[Opening Dataset records section]
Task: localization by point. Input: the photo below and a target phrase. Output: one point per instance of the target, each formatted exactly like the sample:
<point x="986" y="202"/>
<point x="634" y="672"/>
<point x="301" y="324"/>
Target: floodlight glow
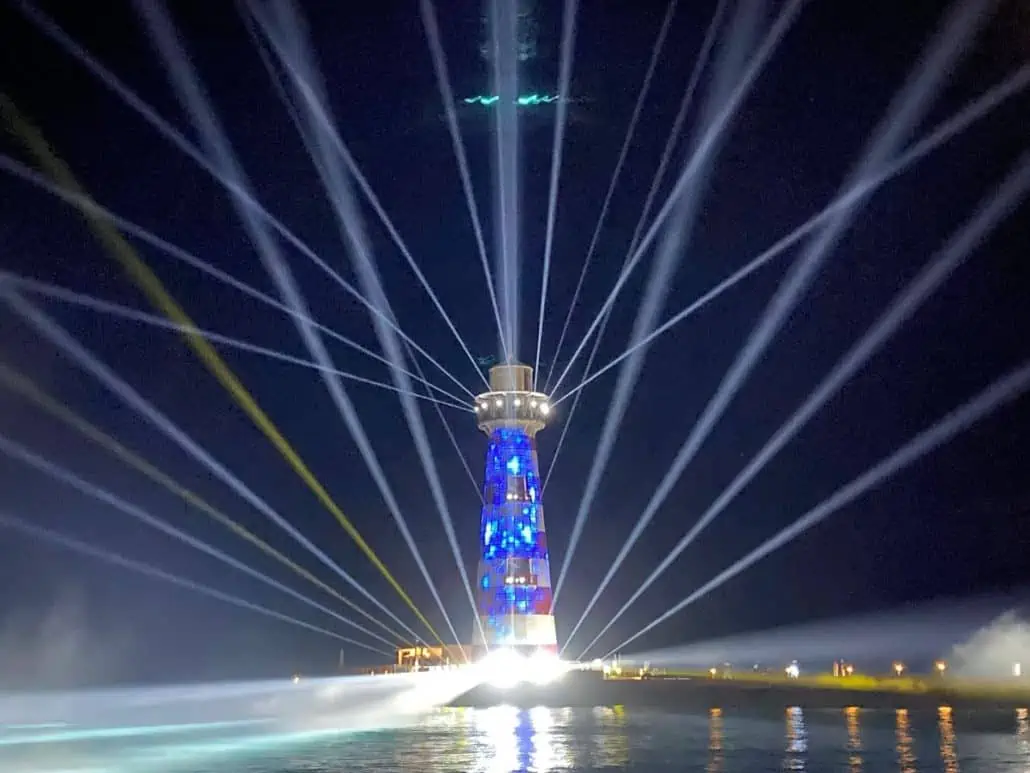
<point x="544" y="668"/>
<point x="504" y="668"/>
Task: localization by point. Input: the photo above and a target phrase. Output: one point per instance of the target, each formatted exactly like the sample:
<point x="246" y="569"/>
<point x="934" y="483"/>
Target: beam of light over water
<point x="15" y="450"/>
<point x="902" y="307"/>
<point x="55" y="292"/>
<point x="191" y="93"/>
<point x="623" y="152"/>
<point x="564" y="76"/>
<point x="322" y="147"/>
<point x="757" y="64"/>
<point x="948" y="130"/>
<point x="504" y="35"/>
<point x="1004" y="391"/>
<point x="178" y="140"/>
<point x="58" y="336"/>
<point x="131" y="730"/>
<point x="905" y="110"/>
<point x="9" y="522"/>
<point x="961" y="631"/>
<point x="87" y="204"/>
<point x="674" y="242"/>
<point x="432" y="28"/>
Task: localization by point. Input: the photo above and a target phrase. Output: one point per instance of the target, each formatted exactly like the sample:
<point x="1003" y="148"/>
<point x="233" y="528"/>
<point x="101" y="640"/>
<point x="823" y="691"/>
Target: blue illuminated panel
<point x="513" y="577"/>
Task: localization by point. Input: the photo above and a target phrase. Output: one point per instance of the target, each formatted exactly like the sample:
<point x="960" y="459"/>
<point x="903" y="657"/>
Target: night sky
<point x="952" y="525"/>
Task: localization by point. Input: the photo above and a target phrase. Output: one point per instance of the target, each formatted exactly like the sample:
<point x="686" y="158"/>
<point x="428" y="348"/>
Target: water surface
<point x="503" y="739"/>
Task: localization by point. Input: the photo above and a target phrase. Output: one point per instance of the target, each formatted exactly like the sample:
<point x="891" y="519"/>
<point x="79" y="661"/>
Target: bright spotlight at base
<point x="505" y="668"/>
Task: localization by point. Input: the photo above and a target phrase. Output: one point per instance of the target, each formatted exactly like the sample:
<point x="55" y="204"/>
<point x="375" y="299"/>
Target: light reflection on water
<point x="503" y="739"/>
<point x="854" y="739"/>
<point x="946" y="724"/>
<point x="905" y="752"/>
<point x="715" y="741"/>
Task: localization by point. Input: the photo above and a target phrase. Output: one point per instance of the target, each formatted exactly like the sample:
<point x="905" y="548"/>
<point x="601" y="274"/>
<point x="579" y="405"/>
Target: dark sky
<point x="952" y="525"/>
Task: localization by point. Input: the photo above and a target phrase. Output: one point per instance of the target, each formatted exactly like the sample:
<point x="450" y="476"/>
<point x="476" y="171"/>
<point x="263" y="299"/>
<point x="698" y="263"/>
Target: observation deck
<point x="512" y="401"/>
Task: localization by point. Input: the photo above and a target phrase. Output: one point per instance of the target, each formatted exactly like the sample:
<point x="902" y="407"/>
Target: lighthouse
<point x="514" y="578"/>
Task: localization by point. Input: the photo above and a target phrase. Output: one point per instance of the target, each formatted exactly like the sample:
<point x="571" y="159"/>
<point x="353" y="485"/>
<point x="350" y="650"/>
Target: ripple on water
<point x="542" y="740"/>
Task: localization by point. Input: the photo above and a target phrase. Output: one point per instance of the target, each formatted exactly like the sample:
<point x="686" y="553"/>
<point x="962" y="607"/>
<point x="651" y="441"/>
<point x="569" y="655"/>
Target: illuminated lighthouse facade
<point x="514" y="579"/>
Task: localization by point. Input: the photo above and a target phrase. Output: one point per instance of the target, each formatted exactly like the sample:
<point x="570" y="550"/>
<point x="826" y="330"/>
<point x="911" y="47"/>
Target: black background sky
<point x="952" y="525"/>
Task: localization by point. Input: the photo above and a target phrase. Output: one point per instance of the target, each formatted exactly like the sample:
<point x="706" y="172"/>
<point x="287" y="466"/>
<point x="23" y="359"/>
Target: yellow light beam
<point x="27" y="389"/>
<point x="141" y="274"/>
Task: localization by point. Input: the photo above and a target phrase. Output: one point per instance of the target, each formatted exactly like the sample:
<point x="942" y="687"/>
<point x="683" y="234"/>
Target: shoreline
<point x="580" y="690"/>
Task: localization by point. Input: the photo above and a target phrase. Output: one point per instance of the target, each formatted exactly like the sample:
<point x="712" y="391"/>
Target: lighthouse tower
<point x="514" y="579"/>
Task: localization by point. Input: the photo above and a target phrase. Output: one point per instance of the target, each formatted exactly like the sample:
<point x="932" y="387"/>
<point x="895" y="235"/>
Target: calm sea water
<point x="503" y="739"/>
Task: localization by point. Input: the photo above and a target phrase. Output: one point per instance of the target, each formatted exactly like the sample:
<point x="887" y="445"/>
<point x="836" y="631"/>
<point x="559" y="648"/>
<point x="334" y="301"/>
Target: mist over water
<point x="984" y="637"/>
<point x="996" y="649"/>
<point x="57" y="647"/>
[Closing Dataset records section]
* **Activity**: Would you return all of the entries unchanged while omitting the images?

* **Answer box**:
Task: localization by point. Input: the photo below and a target phrase. Output: one point per instance of the target, each formatted exactly like the sample:
<point x="986" y="202"/>
<point x="634" y="672"/>
<point x="301" y="324"/>
Target: floodlight glow
<point x="544" y="668"/>
<point x="504" y="668"/>
Task: localization by point. Input: the photo above and a target phrase. Output: one point per instance of the target, each formatted exactly like the sample:
<point x="246" y="569"/>
<point x="934" y="483"/>
Target: beam of light over water
<point x="15" y="450"/>
<point x="902" y="307"/>
<point x="55" y="292"/>
<point x="191" y="93"/>
<point x="623" y="152"/>
<point x="564" y="76"/>
<point x="322" y="147"/>
<point x="757" y="64"/>
<point x="948" y="130"/>
<point x="504" y="35"/>
<point x="1004" y="391"/>
<point x="178" y="140"/>
<point x="58" y="336"/>
<point x="131" y="730"/>
<point x="905" y="110"/>
<point x="9" y="522"/>
<point x="961" y="631"/>
<point x="87" y="204"/>
<point x="674" y="242"/>
<point x="432" y="28"/>
Task: localization by point. Input: the photo above and a target phrase. Output: one point per instance of the target, each formatted exactly like the sample:
<point x="1003" y="148"/>
<point x="233" y="528"/>
<point x="101" y="640"/>
<point x="823" y="691"/>
Target: blue illuminated panel
<point x="513" y="577"/>
Task: localization by point. Input: the photo above and a target phrase. Output: one point per instance of the target, each formatted exactly like the sample:
<point x="960" y="459"/>
<point x="903" y="657"/>
Target: night sky
<point x="952" y="525"/>
Task: localization by point. Input: the photo above and a target phrase. Output: one point per instance of the target, each formatted exactly like the sample:
<point x="686" y="158"/>
<point x="428" y="348"/>
Target: water surface
<point x="503" y="739"/>
Task: localization by point. Input: the photo above and a target phrase. Output: one point per instance of the target, each formatted exactly like the sample:
<point x="891" y="519"/>
<point x="79" y="661"/>
Target: bright spotlight at base
<point x="505" y="668"/>
Task: localization by point. Input: the photo above and a target phrase. Output: one point per instance of the target, each formatted exactly like the sample:
<point x="55" y="204"/>
<point x="375" y="299"/>
Target: light reflection on water
<point x="503" y="739"/>
<point x="854" y="739"/>
<point x="946" y="724"/>
<point x="905" y="752"/>
<point x="715" y="741"/>
Task: localization by point. Input: the photo above and a target phrase. Output: one point per instance of the target, each formatted exactly like the sample:
<point x="905" y="548"/>
<point x="601" y="274"/>
<point x="579" y="405"/>
Target: dark sky
<point x="952" y="525"/>
Task: localization by point. Input: the photo above and a target phrase. Output: one point per instance of the target, each formatted exactly like the sample:
<point x="450" y="476"/>
<point x="476" y="171"/>
<point x="263" y="299"/>
<point x="698" y="263"/>
Target: observation deck
<point x="512" y="401"/>
Task: localization by point. Input: the photo above and a target phrase. Output: one point per instance of the target, each formatted exactly like the sample:
<point x="902" y="407"/>
Target: lighthouse
<point x="514" y="578"/>
Task: localization by point. Input: the photo above and a target phrase. Output: one point per instance of the target, each formatted exactly like the sample:
<point x="571" y="159"/>
<point x="353" y="485"/>
<point x="350" y="650"/>
Target: ripple on water
<point x="542" y="740"/>
Task: localization by point. Input: the photo above and a target phrase. Output: one point per instance of the target, each formatted exactly like the sample:
<point x="686" y="553"/>
<point x="962" y="607"/>
<point x="651" y="441"/>
<point x="569" y="655"/>
Target: illuminated lighthouse facade
<point x="514" y="579"/>
Task: localization by point. Input: the photo above and a target phrase. Output: one point per instance of the target, each formatted exactly like the sample:
<point x="570" y="550"/>
<point x="826" y="330"/>
<point x="911" y="47"/>
Target: black background sky
<point x="952" y="525"/>
Task: localization by point. Input: the photo above and a target phrase. Output: one point per instance of the target, each formatted exactly like the sample:
<point x="706" y="172"/>
<point x="287" y="466"/>
<point x="23" y="359"/>
Target: yellow light beam
<point x="27" y="389"/>
<point x="141" y="274"/>
Task: localization by point. Input: the photo above and a target phrase. Output: one point per instance of the target, each formatted exactly like the sample:
<point x="942" y="687"/>
<point x="683" y="234"/>
Target: shoreline
<point x="580" y="690"/>
Task: localization by point. Input: the photo above and a target phrase. Output: one point per instance of the target, each formatted exactly like the sample:
<point x="712" y="391"/>
Target: lighthouse tower
<point x="514" y="579"/>
Task: localization by point. Input: the photo above and a target phrase. Output: one point per instance of the target, each formatted exactly like the sample:
<point x="932" y="387"/>
<point x="895" y="235"/>
Target: calm sea water
<point x="503" y="739"/>
Task: localization by point. Input: the photo above and a target phrase. Output: one point per instance of the target, each formatted exactly like the sample:
<point x="887" y="445"/>
<point x="836" y="631"/>
<point x="559" y="648"/>
<point x="334" y="301"/>
Target: mist over water
<point x="984" y="637"/>
<point x="996" y="649"/>
<point x="57" y="647"/>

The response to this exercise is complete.